- Genre: Telenovela Romance Drama
- Created by: Arturo Moya Grau
- Written by: Lorena Salazar Eduardo Quiroga Luz Orlín
- Directed by: Aurora Molina José Acosta Navas
- Starring: Yolanda Andrade Carlos Ponce Chantal Andere Olivia Bucio Arsenio Campos Mario Cimarro Lourdes Deschamps Isaura Espinoza Ernesto Godoy
- Opening theme: Sentimientos ajenos by David Torrens
- Ending theme: No puedo vivir by Carlos Ponce
- Country of origin: Mexico
- Original language: Spanish
- No. of episodes: 60

Production
- Executive producer: José Alberto Castro
- Producer: Ernesto Hernández
- Production locations: Filming Televisa San Ángel Mexico City, Mexico
- Cinematography: Fernando Chacón Isabel Basurto
- Running time: 41-44 minutes (episodes 1-20) 21-22 minutes (episodes 21-100)
- Production company: Televisa

Original release
- Network: Canal de las Estrellas
- Release: August 19, 1996 – January 3, 1997

Related
- Un ángel en el fango (1967)

● Information provided:
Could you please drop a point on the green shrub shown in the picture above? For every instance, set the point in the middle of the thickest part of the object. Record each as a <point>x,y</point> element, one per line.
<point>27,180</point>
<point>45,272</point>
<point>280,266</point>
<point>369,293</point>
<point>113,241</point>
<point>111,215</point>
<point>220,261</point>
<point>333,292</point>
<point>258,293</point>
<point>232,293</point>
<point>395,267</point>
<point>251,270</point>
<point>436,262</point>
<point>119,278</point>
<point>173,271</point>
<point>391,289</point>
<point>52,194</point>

● Complete the following:
**a.** Can you reproduce the listing about marking the green shrub, every line of it, with no changes?
**b.** Could you carry on the telenovela details from the point where they stop?
The listing has no connection to the telenovela details.

● Answers in order:
**a.**
Could you please drop a point on the green shrub shown in the picture above? For every instance, set the point in the middle of the thickest part of the object. Record each as a <point>x,y</point> element, one per line.
<point>27,180</point>
<point>45,272</point>
<point>280,266</point>
<point>369,293</point>
<point>113,241</point>
<point>111,215</point>
<point>220,261</point>
<point>333,292</point>
<point>258,293</point>
<point>232,293</point>
<point>395,267</point>
<point>251,270</point>
<point>436,262</point>
<point>119,278</point>
<point>173,271</point>
<point>391,289</point>
<point>52,194</point>

**b.**
= Sentimientos Ajenos =

Mexican telenovela

Sentimientos Ajenos (English: Feelings of Others) is a Mexican telenovela produced by José Alberto Castro for Televisa. It aired on Canal de las Estrellas from Monday August 19, 1996 to Friday January 3, 1997, and it is based on radionovela Dos mujeres y un hombre, written by Arturo Moya Grau.

Yolanda Andrade and Carlos Ponce starred as protagonists, while Chantal Andere starred as main antagonist.

==Plot==
Sentimientos Ajenos is the story of Sofía, a sweet young painter who falls in love with Renato with no idea that her love would release a tide of hatred from her own sister. Leonor will let nothing keep her from her goal of preventing their marriage and failing that, she tries a million ways to steal her sister's husband, something which sends their father to his grave. Up to her tricks, Leonor seduces an impetuous and passionate young man while masquerading as Sofia. When Renato discovers the supposed affair between his wife and Humberto, he bitterly throws her from the house. Confused and hurt, Sofia must fight to recover her life from the grasp of an enemy whom she would never expect.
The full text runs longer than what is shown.